(Items from a data source)
......
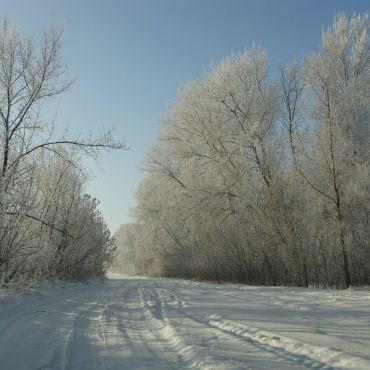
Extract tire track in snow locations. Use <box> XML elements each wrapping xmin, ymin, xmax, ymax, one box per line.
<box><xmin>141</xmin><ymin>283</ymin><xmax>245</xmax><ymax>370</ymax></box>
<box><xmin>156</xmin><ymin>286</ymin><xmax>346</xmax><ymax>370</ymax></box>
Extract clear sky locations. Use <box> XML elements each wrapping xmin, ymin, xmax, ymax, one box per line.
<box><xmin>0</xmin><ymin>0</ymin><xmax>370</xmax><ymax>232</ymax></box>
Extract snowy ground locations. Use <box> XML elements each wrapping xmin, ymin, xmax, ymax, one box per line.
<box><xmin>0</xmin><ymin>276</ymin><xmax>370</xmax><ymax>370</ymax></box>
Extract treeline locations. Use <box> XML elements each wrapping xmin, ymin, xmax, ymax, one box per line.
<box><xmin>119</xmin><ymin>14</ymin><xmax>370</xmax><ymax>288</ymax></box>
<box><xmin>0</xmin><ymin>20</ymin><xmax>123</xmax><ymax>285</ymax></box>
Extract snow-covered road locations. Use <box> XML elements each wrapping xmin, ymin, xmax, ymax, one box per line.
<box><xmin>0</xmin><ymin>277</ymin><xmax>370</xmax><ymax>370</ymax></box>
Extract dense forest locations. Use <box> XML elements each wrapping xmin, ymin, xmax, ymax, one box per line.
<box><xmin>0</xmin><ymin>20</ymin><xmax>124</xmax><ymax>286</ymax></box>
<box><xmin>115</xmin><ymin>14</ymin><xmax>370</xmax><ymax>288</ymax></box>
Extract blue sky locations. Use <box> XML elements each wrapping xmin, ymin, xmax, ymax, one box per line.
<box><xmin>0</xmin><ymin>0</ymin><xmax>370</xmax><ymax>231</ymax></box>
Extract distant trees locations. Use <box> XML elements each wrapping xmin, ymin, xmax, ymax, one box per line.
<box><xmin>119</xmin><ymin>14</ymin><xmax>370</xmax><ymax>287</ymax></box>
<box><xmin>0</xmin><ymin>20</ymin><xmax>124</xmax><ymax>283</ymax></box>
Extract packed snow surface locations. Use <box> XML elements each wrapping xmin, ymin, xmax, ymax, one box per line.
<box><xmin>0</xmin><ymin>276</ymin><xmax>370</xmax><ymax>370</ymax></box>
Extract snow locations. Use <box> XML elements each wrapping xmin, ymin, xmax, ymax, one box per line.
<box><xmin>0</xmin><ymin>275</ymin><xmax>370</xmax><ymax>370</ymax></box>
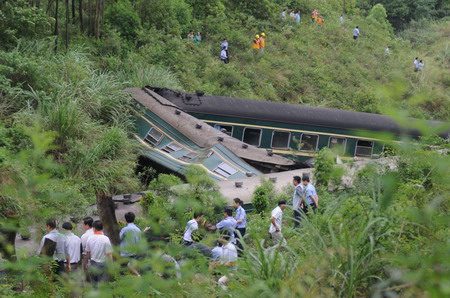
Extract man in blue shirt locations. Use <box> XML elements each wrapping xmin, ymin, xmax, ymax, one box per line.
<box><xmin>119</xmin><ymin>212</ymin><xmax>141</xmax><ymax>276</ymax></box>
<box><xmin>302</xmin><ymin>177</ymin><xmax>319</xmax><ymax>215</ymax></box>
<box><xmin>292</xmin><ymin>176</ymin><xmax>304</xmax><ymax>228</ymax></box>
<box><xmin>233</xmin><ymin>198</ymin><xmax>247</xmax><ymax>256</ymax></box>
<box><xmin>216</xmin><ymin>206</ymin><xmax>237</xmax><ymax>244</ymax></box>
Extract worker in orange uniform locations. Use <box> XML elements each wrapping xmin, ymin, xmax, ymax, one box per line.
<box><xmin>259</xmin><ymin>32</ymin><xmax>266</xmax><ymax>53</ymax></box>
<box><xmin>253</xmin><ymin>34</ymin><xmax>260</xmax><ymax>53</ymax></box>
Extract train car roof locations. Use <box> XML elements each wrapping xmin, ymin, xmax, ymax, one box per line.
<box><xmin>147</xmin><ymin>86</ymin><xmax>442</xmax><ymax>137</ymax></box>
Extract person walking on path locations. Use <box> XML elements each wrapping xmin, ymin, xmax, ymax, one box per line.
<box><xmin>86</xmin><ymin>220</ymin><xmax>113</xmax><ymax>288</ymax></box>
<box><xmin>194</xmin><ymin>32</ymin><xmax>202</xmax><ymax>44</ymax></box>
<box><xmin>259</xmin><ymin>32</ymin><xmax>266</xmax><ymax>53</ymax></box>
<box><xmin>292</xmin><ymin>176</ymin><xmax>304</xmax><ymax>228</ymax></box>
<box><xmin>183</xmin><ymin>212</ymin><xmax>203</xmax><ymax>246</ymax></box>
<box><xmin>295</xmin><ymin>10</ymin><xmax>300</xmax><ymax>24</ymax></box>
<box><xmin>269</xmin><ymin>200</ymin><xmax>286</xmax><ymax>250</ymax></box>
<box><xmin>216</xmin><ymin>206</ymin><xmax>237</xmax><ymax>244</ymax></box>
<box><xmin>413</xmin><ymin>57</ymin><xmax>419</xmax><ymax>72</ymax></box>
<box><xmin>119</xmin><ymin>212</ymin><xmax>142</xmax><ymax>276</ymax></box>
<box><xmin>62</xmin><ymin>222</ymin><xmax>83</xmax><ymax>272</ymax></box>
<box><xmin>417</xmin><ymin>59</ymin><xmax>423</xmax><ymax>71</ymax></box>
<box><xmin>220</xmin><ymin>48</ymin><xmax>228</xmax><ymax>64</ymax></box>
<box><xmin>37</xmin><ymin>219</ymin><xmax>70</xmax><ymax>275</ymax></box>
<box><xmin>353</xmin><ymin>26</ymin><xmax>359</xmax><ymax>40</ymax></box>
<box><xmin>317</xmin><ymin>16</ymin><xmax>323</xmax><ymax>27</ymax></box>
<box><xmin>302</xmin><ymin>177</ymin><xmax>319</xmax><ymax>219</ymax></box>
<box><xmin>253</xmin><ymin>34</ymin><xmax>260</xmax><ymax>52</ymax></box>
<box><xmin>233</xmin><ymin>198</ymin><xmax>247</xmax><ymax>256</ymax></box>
......
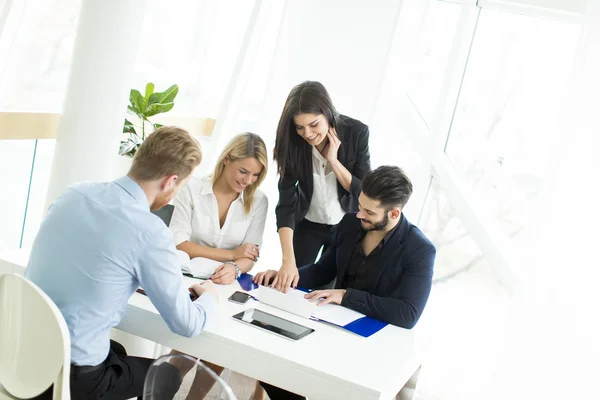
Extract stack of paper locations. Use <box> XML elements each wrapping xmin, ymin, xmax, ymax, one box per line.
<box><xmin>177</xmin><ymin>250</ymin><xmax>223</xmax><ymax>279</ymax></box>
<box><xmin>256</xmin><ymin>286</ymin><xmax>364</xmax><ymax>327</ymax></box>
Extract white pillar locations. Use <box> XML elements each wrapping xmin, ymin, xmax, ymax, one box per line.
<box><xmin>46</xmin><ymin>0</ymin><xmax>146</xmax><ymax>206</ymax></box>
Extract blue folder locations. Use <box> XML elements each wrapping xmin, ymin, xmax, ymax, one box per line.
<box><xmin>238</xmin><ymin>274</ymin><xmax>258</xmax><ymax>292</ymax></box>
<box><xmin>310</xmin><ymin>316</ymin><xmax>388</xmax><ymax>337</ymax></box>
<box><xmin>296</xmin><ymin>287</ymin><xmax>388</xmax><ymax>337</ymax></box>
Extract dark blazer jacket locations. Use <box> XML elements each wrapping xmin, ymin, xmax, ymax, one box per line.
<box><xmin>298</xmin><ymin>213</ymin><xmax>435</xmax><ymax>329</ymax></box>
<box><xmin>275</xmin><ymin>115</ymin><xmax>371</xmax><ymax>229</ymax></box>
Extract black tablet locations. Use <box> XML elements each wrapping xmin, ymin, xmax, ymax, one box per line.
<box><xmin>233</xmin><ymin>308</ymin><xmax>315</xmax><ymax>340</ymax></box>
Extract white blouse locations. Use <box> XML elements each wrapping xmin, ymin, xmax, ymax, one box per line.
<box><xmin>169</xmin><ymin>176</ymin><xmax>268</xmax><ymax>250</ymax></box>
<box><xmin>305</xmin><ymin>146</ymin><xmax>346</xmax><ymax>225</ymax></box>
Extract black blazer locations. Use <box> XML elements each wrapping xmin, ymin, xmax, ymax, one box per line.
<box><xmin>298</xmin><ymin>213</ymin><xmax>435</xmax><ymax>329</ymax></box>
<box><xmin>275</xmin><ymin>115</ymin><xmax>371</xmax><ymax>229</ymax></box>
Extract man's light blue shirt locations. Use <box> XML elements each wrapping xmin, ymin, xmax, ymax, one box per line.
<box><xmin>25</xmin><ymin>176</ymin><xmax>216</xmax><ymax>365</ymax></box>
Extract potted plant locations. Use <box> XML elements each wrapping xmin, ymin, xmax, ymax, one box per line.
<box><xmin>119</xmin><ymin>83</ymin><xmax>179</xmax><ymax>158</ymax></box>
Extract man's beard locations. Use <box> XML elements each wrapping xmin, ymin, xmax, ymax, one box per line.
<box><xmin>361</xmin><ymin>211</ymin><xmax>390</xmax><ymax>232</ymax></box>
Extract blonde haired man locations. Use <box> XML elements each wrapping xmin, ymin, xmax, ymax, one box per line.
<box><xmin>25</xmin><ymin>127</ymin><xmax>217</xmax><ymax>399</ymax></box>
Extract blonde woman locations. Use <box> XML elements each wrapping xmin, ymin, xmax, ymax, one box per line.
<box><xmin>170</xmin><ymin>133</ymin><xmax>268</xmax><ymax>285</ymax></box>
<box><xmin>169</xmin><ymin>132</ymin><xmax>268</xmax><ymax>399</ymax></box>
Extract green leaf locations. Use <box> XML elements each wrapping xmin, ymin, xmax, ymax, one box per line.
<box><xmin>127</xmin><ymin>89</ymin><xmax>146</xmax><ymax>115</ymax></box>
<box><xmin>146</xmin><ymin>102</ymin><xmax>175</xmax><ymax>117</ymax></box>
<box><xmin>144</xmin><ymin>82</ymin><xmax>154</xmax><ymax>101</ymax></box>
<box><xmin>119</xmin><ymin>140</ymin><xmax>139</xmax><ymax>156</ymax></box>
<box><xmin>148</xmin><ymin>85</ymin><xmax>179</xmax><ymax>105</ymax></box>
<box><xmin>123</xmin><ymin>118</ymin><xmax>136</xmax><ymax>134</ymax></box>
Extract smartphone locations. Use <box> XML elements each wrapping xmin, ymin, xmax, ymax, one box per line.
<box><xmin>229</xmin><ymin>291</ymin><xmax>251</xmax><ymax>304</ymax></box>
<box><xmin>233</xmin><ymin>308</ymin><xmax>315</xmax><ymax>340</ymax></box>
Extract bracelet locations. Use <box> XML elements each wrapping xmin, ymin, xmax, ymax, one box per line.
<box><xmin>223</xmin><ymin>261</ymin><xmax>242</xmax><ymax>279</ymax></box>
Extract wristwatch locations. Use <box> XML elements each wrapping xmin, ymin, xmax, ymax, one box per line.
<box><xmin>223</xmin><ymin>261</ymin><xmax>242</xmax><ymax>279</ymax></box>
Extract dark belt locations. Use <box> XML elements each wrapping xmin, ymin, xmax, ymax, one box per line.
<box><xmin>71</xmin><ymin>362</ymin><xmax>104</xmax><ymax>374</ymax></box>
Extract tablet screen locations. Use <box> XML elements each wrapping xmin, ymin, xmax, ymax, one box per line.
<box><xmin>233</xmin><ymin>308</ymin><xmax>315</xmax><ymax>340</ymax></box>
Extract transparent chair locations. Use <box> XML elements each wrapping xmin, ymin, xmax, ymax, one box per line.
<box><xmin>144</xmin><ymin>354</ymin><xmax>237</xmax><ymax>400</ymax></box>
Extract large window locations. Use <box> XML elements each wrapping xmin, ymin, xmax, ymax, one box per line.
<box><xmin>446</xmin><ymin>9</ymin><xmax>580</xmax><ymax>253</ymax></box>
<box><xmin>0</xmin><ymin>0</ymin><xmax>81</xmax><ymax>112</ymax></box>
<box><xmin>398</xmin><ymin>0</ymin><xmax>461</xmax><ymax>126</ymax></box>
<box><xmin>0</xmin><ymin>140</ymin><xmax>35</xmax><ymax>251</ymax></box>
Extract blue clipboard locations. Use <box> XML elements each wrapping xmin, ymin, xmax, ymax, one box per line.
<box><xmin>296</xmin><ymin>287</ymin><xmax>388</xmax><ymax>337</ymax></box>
......
**PROBLEM DESCRIPTION**:
Find every line of the data above that contains the string "blue" and copy each one out in full. Matching is case-sensitive.

**THE COMPLETED TASK**:
Extract blue sky locations. Use <box> XML elements each wrapping xmin, ymin, xmax, ymax, one box per line.
Extract man in blue shirt locations. Use <box> XML elements each wrapping xmin, ymin, xmax, ymax, one box per line.
Extract blue folder locations. Use <box> XML elements each wrapping xmin, ymin, xmax, ymax, one box per line.
Extract man's light blue shirt locations. Use <box> XML elements each wrapping xmin, ymin, xmax, ymax, one box per line.
Extract blue clipboard locations. Use <box> XML elements each wrapping xmin, ymin, xmax, ymax, one box per line.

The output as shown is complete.